Como agua para chocolate begins at the very beginning, with its protagonist’s birth. Read against the frame of the classical Bildungsroman, this is a narrative shift that belies an interest in the earlier formative years; in the period when children are most reliant on adult intervention for survival and for an initiation into the project of selfhood. So rather than begin in early adolescence, when she has already undergone a number of important developments, as would a prototypical Bildungsroman narrative,9 Esquivel accounts for her main character’s entrance into this world, and establishes thereby a set of qualities the reader quickly grasps as tinged with fairy tale qualities:
Tita arribó a este mundo prematuramente, sobre la mesa de la cocina, entre los olores de una sopa de fideos que se estaba cocinando, los del tomillo, el laurel, el cilantro, el de la leche hervida, el de los ajos y, por supuesto, el de la cebolla […] [L]a consabida nalgada no fue necesaria pues Tita nació llorando de antemano, tal vez porque ella sabía que su oráculo determinaba que en esta vida le estaba negado el matrimonio. Contaba Nacha que Tita fue literalmente empujada a este mundo por un torrente impresionante de lágrimas que se desbordaron sobre la mesa y el piso de la cocina.10
Tita made her entrance into this world prematurely, upon the kitchen table, amidst the smells of the noodle soup that was cooking, of thyme, of bay leaf, of coriander, of boiling milk, of garlic and of course, of onion […] [T]he usual slap on the bottom was not necessary because Tita was already crying, perhaps because she knew that her destiny in life was to be forbidden to marry. As Nacha used to tell it, Tita was literally pushed into this world by an immense torrent of tears that overflowed onto the table and floor.

INFORMATION SHOWN:

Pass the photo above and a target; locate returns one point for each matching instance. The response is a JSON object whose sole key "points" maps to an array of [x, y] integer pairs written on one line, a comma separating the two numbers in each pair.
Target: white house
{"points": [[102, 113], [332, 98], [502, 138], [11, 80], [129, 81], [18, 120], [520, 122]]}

EXERCISE OBJECTIVE:
Answer these questions about the text on Como agua para chocolate:
(a) At what stage of life does a prototypical Bildungsroman narrative begin?
(b) On what surface was Tita born?
(c) Who used to tell that Tita was pushed into the world by a torrent of tears?

RESPONSE FOR THIS EXERCISE:
(a) In early adolescence.
(b) The kitchen table.
(c) Nacha.